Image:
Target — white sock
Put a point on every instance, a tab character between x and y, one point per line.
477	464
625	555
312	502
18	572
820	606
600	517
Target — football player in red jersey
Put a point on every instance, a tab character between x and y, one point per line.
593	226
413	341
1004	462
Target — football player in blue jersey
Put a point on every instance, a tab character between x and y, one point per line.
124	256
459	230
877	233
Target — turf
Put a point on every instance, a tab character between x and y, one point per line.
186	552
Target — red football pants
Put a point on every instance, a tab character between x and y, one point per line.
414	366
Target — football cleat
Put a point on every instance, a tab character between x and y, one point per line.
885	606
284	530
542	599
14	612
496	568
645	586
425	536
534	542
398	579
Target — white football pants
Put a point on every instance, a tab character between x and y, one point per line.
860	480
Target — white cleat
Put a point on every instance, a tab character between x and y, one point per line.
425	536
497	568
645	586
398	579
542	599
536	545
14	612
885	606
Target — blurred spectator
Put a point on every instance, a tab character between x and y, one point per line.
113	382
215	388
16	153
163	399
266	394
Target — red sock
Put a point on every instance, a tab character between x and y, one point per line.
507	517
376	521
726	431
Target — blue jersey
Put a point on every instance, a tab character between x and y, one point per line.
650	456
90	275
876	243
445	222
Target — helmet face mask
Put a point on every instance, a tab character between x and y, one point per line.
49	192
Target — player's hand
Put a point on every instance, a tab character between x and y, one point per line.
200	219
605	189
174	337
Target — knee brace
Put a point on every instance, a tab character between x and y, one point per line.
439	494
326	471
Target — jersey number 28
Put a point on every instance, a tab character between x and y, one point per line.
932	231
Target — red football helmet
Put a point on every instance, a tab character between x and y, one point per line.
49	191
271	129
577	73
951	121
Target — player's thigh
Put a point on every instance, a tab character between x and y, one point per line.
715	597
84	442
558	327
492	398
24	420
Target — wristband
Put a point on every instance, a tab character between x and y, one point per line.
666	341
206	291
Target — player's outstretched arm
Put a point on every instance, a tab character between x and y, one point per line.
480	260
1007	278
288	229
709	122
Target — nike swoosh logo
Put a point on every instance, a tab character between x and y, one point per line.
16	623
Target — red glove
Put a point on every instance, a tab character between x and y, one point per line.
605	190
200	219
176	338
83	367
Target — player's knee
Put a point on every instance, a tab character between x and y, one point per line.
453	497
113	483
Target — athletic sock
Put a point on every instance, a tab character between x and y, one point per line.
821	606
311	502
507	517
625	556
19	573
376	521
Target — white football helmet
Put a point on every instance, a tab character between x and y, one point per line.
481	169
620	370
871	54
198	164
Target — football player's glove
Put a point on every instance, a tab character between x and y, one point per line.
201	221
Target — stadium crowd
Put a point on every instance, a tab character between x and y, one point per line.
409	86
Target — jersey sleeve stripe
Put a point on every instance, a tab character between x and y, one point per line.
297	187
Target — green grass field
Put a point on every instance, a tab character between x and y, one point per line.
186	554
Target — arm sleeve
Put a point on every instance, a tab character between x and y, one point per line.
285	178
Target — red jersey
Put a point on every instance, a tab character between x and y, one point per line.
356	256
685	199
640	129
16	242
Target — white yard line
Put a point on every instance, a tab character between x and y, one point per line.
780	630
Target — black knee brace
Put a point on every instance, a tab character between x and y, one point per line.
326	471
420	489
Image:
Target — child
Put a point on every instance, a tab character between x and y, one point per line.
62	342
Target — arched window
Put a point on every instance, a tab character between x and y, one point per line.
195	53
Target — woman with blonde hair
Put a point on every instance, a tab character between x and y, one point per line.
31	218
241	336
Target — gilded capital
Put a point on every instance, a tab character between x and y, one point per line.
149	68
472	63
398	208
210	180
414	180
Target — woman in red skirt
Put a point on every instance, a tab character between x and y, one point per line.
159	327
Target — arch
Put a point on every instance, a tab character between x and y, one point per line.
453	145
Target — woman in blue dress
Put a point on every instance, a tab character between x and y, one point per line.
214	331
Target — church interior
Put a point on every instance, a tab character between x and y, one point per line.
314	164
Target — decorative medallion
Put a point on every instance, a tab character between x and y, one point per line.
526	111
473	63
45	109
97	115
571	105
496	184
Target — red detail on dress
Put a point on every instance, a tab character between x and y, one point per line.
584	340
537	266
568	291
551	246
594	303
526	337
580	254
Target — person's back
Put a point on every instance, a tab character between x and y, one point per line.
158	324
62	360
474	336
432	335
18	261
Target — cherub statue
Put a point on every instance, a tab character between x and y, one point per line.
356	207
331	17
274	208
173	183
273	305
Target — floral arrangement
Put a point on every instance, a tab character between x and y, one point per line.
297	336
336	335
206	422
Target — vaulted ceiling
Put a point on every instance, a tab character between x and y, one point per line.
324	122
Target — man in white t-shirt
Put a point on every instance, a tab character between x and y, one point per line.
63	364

Work order =>
Copy out the records in full, matching every line character for character.

Exercise output =>
Image:
Target — white sock
Put a point on every instance, a tab character between x and y, one point per line.
477	464
625	555
312	502
18	572
820	606
600	517
Target — football player in red jersey
Put a point on every instance, a tab character between x and y, one point per line.
593	226
413	341
1004	462
Target — football player in blue jersey
Put a point on every instance, a tab character between x and y, one point per line.
124	256
459	230
877	233
Target — turf
Put a point on every instance, a tab character between x and y, one point per line.
186	552
Target — red football pants
Put a point on every instance, a tab character between x and y, one point per line.
414	366
Target — football cleat
Put a point on every instance, a tab character between x and y, one point per line.
885	606
284	530
542	599
14	612
496	568
645	586
425	536
534	542
398	579
Target — white football pants
Put a point on every instance, a tab character between x and y, one point per line.
860	480
Target — white cleat
Put a point on every instance, a tab character between x and y, one point per line.
425	536
497	568
645	586
398	579
542	599
536	545
14	612
885	606
Target — blurred spectator
Put a point on every instance, a tab character between x and y, one point per line.
113	382
215	388
16	153
163	399
266	394
Target — red sock
Put a point on every instance, a tab character between x and y, one point per line.
507	517
376	521
726	431
Target — blue jersey
Put a point on every instance, a tab character between x and y, one point per line.
650	456
90	275
876	243
445	222
Target — helmet face mask
Put a point on every instance, a tab character between x and y, one point per line.
49	192
Target — player's hand
Put a point on every instance, a tab character between x and y, one point per line.
200	219
605	189
174	337
Target — knee brace
Put a point on every instance, a tab character between x and y, one point per line.
439	494
326	471
Target — jersey number 28
Put a point on every instance, a tab character between x and y, one point per line.
932	231
Target — red football helmet
Put a point on every instance, a tab character between x and y, one point per line.
49	191
271	129
577	73
951	121
Target — player's thigh
Put a point on every instance, a tab character between x and y, one point per line.
715	597
84	442
558	327
492	398
24	420
Target — wristband
Put a point on every instance, a tab character between x and y, one point per line.
666	341
206	291
Target — player's outstretched arm
Put a point on every instance, a tab character between x and y, one point per line.
480	260
1007	278
288	229
709	122
Target — nike swoosh logo
Put a point on every instance, a tab character between x and y, one point per line.
16	623
Target — red glove
Put a point on every instance, a tab character between x and y, one point per line.
605	190
200	219
176	338
83	367
Target — player's knee
Put a point on every instance, a tab character between x and y, one point per line.
453	497
113	483
Target — athletic sock
Put a point on every instance, a tab character between x and y, one point per line.
821	606
311	502
507	517
625	556
19	573
376	521
Target — white football helmet
Put a point on every instance, a tab character between x and y, one point per line.
481	169
620	370
871	54
198	164
Target — football player's glove
Put a point on every instance, a tab character between x and y, one point per line.
201	221
Target — stadium crowd
Put a point on every instance, a tab character between x and y, one point per line.
409	86
Target — jersey sleeve stripe
Put a point on every instance, a tab character between x and y, one point per line.
297	187
Target — green grass field
Put a point on every instance, a tab character between x and y, one point per line.
186	554
Target — arm sleeve
Put a point on every instance, a tab character between x and y, one point per line.
285	178
Target — red jersey
Put a point on every instance, a tab character between x and y, one point per line.
356	256
685	199
640	129
16	242
Target — white yard line
Put a point on every instance, a tab character between x and y, one point per line.
780	630
Target — black knee brace
Put a point on every instance, a tab character between x and y, one point per line.
326	471
420	489
Image:
Target — child
Put a point on every instance, a tab character between x and y, one point per line.
62	342
Target — arched window
Put a point on every instance, a tab character between x and y, one point per line.
195	53
Target — woman with blonde hair
Put a point on every instance, a tab character between x and y, one point per line.
31	218
241	336
Target — gilded capital
Put a point on every instance, a tab character between x and y, one point per line.
149	68
472	63
398	208
210	180
414	180
Target — woman in red skirt
Put a point on every instance, a tab character between x and y, one point per line.
159	327
Target — arch
Put a point on every instance, a tab character between x and y, one point per line.
453	145
Target — woman in blue dress
Put a point on every instance, a tab character between x and y, one point per line.
214	331
Target — church interior
Put a point on every instance, a tab character between x and y, one point per line.
314	164
Target — decorative medallion
Put a point on every instance, a tab character between x and y, one point per line.
526	111
473	63
45	109
97	115
571	105
496	184
Target — red detail on dress
Put a point on every instance, a tab character between x and y, one point per line.
584	340
537	266
568	291
551	246
594	303
526	337
580	254
Target — person's back
Put a point on every instance, a tab character between x and y, one point per line.
158	324
62	360
474	336
432	335
18	261
Target — cherub statue
Put a point on every instance, a tab character between x and y, one point per line.
356	207
331	17
274	208
173	183
273	305
Target — floral arrangement
Put a point on every instance, a tab character between x and y, one point per line.
297	336
336	335
206	422
Target — vaulted ceiling
Put a point on every instance, a tab character between x and y, one point per line.
324	122
Target — man in white t-shirt
Put a point on every instance, a tab character between x and y, one point per line.
63	364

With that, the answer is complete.